TEXTO DO DOCUMENTO:

= = = = = = =

Wolfgang Tillmans: a história é o hoje

“Nada poderia ter nos preparado, tudo poderia ter nos preparado”. O título da nova exposição do alemão Wolfgang Tillmans em cartaz em Paris gera um desconforto imediato. Como deixamos tudo isso acontecer? O que nos formou e por onde passamos? Tillmans se mostra um agudo artífice e tradutor de seu tempo, nesta retrospectiva que reúne todos os aspectos de sua produção. Presente na fotografia, na mídia, na arte, na música, em muros e na internet, seu trabalho narra uma contemporaneidade política de muitas formas, em sua poética e em sua sempre questionadora visão de mundo. Diante do passado, finca os pés no presente e na pulsão da vida. A história é o hoje. Devemos ter esperança — e agir.
A arquitetura desempenha papel crucial na definição do fluxo da exposição, em formato de site-specific, organizada e desdobrada não de modo cronológico, mas com sua fruição determinada pelas características da Bibliothèque publique d’information [Biblioteca pública de informação], a Bpi, onde ela acontece, no segundo andar do prédio do Centre George Pompidou. Um espaço que era frequentado diariamente por 2 mil pessoas, mas que a maioria do público, sobretudo quem não mora na cidade, passa batido (o mais comum é subir para as exposições temporárias, e o próprio artista chegou a declarar isso). A mostra é a última realizada na instituição, que fecha em setembro para uma reforma prevista para durar cinco anos.

Em tempos digitais, uma biblioteca física é um chamado à produção de memória e de cultura, e segue como um espaço da maior importância, principalmente para quem é mais jovem, e ainda em fase de formação. Quem convive com bibliotecas conhece os ritmos e a dinâmica. Daí todo o sentido que faz essa retrospectiva de Wolfgang Tillmans, de mais de 40 anos de trabalho, e que propõe uma nova forma de se ver e de expor fotografia.

= = = = = = =

INSTRUÇÃO DADA 1: Substitua "exposição" por "mostra" no trecho do texto sobre a exposição de Wolfgang Tillmans que vai de "Wolfgang Tillmans: a" até "esperança — e agir.", inclusive, e apresente esse trecho reescrito.
INSTRUÇÃO DADA 2: Dê continuidade ao texto sobre a retrospectiva de Wolfgang Tillmans em Paris a partir da última frase apresentada.

= = = = = = =

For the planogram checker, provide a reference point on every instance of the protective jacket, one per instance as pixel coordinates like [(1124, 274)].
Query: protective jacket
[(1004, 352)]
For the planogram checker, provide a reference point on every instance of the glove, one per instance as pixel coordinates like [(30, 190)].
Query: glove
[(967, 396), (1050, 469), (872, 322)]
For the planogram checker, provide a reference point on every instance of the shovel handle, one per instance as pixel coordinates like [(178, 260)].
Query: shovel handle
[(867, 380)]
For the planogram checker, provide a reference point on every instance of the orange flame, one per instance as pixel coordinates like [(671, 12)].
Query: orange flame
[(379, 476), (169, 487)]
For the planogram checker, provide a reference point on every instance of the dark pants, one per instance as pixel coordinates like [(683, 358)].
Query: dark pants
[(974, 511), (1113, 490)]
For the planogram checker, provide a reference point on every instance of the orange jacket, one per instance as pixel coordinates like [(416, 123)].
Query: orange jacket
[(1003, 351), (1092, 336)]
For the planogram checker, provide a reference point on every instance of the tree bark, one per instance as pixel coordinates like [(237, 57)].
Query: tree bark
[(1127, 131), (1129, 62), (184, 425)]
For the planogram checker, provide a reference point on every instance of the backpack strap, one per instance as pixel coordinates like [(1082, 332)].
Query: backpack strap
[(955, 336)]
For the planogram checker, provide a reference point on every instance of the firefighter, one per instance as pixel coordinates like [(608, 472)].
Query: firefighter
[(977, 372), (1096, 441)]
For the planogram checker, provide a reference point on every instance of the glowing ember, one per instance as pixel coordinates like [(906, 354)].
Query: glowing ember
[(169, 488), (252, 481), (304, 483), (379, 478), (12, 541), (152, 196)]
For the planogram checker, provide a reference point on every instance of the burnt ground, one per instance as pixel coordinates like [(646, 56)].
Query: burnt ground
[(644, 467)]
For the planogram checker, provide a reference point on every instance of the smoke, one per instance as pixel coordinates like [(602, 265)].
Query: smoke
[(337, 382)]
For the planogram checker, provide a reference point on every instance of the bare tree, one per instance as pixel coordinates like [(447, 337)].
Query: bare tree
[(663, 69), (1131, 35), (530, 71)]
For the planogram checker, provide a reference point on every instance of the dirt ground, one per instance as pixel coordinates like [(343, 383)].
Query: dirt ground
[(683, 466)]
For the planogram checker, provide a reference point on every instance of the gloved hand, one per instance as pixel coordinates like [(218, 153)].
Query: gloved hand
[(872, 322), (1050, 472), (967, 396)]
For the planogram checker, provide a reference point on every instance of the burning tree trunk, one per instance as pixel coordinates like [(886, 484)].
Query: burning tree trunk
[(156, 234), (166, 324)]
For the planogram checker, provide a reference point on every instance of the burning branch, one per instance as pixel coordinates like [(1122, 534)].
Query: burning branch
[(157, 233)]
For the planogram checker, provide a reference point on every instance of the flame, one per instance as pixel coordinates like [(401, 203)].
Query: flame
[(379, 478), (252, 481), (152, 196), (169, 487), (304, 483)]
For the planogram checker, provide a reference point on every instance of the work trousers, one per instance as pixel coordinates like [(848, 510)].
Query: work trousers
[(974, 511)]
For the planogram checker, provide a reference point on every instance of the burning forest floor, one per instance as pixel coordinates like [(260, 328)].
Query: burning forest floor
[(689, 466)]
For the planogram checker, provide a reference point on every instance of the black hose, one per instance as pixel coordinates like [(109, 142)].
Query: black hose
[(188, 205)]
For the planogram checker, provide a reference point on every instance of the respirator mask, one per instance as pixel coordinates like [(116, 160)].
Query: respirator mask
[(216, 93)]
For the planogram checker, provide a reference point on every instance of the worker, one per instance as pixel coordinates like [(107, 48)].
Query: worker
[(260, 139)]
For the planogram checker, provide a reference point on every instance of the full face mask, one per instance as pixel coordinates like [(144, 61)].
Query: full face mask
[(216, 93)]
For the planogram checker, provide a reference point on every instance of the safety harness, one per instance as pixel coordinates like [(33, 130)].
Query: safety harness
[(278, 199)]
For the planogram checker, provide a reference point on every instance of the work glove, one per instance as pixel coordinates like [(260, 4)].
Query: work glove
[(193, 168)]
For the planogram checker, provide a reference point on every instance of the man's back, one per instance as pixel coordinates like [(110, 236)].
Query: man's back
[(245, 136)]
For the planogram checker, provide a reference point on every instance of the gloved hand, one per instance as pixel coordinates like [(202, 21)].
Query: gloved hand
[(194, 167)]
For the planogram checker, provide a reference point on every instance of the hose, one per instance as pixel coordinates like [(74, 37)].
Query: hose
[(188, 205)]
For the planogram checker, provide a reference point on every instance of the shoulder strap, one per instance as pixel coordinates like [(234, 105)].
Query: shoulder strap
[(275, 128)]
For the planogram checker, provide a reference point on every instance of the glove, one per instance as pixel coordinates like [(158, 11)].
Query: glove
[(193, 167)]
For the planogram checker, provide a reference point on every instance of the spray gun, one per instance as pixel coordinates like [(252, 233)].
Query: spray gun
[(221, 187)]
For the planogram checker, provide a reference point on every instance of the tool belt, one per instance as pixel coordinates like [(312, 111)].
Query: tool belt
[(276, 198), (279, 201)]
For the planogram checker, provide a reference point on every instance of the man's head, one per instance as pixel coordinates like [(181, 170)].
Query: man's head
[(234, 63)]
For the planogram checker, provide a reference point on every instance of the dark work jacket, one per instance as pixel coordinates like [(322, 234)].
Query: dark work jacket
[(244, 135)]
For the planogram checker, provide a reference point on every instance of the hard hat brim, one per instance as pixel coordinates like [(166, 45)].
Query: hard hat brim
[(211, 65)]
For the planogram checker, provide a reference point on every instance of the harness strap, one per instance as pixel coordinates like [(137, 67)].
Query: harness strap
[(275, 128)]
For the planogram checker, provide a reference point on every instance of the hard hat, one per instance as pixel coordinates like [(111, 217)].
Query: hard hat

= = = = = = =

RESULTADO DA TAREFA 1:
Wolfgang Tillmans: a história é o hoje

“Nada poderia ter nos preparado, tudo poderia ter nos preparado”. O título da nova mostra do alemão Wolfgang Tillmans em cartaz em Paris gera um desconforto imediato. Como deixamos tudo isso acontecer? O que nos formou e por onde passamos? Tillmans se mostra um agudo artífice e tradutor de seu tempo, nesta retrospectiva que reúne todos os aspectos de sua produção. Presente na fotografia, na mídia, na arte, na música, em muros e na internet, seu trabalho narra uma contemporaneidade política de muitas formas, em sua poética e em sua sempre questionadora visão de mundo. Diante do passado, finca os pés no presente e na pulsão da vida. A história é o hoje. Devemos ter esperança — e agir.

RESULTADO DA TAREFA 2:
No projeto expográfico (genial), foram mantidas as divisórias de assuntos, peculiares dos ambientes de pesquisa, e até o carpete conta uma história. Durante uma reforma da Bpi em 2000, as seções do carpete antigo que ficavam sob os móveis não puderam ser substituídas, e o novo carpete foi instalado ao redor dessas áreas. Com a Bpi desocupada, o antigo material roxo ressurgiu sobre o cinza predominante do piso, formando desenhos e composições que, na mostra, nos conduzem a inesperadas reflexões, aguçando (ainda mais) os sentidos do público. Tillmans compara esses sinais de ausência à estética dos fotogramas, semelhantes a áreas não expostas em papéis fotográficos revelados.
A lida com escalas e proporções faz parte do modus operandi das exposições de Tillmans, e seu trabalho é reconhecido imediatamente, seja pela maneira (aparentemente aleatória) de espalhar as fotos pelas paredes, e pela disposição de suas mesas, um tipo de expografia que ele inaugurou em 2005. Na Bpi isso vai ainda mais longe.

O espaço é generoso, e cada tipo de material ganha comportamentos distintos e novos, sobretudo no diálogo com o mobiliário original do lugar e com o exterior, estabelecendo relações dentro/fora como só as instituições com paredes de vidro podem proporcionar. Wolfgang Tillmans se apaixonou pelo prédio – criado pelo italiano Renzo Piano e pelo britânico Richard Rogers, aberto em 1977, marcando uma era com suas tubulações coloridas aparentes. Esse respeito e a veneração pela ideia de compartilhamento, de conhecimento e comunidade aparecem em cada canto.
“Houve uma energia particularmente boa em jogo. Nunca antes encontrei um artista que se identificasse tão fortemente com uma exposição e trabalhasse nela por três anos, até os menores detalhes, até o ponto da exaustão (ainda que eu conheça Wolfgang desde 2013)”, diz o curador da mostra, Florian Ebner, em entrevista para este artigo. “Acho que ele entendeu que este convite para a última exposição do Pompidou neste lugar específico tem um grande potencial”, reflete o curador.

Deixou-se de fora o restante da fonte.